▸ INSTRUCTIONS TO FOLLOW
Report each line of the material below that contains the word "grass". Upper and lower case count, so match it letter for letter.
-- Start of GIVEN RECORDS --
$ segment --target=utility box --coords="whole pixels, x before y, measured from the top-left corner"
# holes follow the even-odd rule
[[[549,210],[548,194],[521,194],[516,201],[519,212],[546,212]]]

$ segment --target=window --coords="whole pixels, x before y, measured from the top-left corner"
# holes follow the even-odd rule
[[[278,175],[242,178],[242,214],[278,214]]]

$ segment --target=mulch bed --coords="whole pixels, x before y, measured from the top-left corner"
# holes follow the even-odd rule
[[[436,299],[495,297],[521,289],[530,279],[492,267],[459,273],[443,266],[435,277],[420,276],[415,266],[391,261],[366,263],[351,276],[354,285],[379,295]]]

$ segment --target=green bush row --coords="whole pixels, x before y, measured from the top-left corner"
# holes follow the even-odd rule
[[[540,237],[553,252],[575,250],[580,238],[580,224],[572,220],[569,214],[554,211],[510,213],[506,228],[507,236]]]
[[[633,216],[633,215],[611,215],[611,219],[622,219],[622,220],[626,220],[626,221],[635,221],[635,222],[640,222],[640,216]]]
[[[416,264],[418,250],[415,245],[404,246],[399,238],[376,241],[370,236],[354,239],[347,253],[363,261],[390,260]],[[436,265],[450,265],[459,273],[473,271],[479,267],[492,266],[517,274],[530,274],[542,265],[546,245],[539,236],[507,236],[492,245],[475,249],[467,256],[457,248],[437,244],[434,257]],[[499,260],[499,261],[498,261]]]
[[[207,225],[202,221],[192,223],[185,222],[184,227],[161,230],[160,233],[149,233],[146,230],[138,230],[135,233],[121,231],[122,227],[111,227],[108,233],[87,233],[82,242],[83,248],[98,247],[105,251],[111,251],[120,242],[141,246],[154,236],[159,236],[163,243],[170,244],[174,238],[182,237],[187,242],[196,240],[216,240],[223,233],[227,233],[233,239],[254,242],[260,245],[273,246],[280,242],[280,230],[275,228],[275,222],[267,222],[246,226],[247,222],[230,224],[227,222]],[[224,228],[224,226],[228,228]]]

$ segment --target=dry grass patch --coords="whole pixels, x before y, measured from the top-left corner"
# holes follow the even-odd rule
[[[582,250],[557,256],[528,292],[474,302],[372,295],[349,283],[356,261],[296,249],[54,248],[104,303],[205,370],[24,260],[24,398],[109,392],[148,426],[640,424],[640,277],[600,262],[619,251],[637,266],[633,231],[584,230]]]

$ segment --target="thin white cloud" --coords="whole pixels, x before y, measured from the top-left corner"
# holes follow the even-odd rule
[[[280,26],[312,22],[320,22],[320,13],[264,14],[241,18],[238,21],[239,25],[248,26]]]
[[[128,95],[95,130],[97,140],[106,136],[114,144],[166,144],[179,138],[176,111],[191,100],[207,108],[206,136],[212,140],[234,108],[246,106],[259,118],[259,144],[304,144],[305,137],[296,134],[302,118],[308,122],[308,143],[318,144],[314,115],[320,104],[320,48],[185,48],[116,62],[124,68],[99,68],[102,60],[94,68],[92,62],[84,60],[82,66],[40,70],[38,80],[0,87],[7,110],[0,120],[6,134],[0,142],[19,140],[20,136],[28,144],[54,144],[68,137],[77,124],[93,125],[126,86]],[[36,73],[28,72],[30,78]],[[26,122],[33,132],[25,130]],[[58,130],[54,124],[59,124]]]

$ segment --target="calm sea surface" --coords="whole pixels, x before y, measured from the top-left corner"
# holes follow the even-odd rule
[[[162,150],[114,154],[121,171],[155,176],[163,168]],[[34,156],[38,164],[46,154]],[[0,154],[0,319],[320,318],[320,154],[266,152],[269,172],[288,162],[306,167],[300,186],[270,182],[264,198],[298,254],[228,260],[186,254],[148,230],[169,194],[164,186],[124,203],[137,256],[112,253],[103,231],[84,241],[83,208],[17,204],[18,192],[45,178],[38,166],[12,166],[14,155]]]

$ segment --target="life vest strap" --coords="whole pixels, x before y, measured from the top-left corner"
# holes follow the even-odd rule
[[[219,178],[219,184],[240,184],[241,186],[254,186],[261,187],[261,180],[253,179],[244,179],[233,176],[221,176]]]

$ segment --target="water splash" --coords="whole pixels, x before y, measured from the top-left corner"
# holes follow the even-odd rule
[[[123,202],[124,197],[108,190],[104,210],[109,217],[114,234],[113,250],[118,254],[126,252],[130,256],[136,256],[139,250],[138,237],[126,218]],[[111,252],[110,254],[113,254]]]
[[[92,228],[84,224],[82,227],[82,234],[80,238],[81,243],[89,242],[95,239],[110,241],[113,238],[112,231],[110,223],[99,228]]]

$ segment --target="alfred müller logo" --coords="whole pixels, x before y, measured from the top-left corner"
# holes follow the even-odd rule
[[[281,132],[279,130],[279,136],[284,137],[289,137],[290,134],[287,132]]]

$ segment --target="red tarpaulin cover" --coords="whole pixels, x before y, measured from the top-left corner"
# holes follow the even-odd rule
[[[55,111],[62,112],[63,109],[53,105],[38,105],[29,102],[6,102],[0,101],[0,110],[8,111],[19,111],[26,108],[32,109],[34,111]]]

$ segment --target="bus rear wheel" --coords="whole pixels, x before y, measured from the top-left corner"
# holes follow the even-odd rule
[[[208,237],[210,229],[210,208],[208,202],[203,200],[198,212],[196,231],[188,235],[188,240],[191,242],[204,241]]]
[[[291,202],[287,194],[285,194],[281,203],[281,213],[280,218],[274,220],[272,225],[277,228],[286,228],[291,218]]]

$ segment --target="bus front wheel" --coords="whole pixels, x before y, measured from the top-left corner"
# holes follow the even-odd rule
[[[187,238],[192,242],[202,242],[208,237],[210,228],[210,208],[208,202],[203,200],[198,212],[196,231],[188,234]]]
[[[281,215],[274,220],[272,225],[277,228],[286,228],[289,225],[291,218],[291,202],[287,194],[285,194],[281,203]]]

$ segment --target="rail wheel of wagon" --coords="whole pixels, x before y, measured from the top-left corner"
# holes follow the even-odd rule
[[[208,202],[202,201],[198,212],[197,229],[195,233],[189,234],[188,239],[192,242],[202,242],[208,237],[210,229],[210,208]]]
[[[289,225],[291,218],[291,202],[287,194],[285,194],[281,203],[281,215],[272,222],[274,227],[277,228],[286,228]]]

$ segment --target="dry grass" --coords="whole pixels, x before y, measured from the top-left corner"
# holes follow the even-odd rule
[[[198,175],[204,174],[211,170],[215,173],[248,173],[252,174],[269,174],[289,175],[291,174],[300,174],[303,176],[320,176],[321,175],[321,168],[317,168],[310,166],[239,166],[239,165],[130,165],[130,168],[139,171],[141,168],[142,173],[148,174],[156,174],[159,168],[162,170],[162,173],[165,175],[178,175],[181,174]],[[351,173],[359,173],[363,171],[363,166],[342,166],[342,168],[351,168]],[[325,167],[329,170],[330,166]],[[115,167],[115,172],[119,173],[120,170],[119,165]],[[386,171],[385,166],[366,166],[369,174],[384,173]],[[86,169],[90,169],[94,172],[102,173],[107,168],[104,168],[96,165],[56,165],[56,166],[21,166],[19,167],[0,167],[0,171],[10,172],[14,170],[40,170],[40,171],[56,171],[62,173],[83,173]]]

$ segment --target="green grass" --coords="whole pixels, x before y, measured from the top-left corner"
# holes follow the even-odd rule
-- End of GIVEN RECORDS --
▸ RESULT OF THE EXERCISE
$ segment --target=dry grass patch --coords="whole pixels, x before y, measured from the top-left corner"
$ segment --target="dry grass" --coords="whole pixels, x before y, measured from the top-left corner"
$ segment --target="green grass" --coords="whole pixels, x before y, measured from the top-left corner"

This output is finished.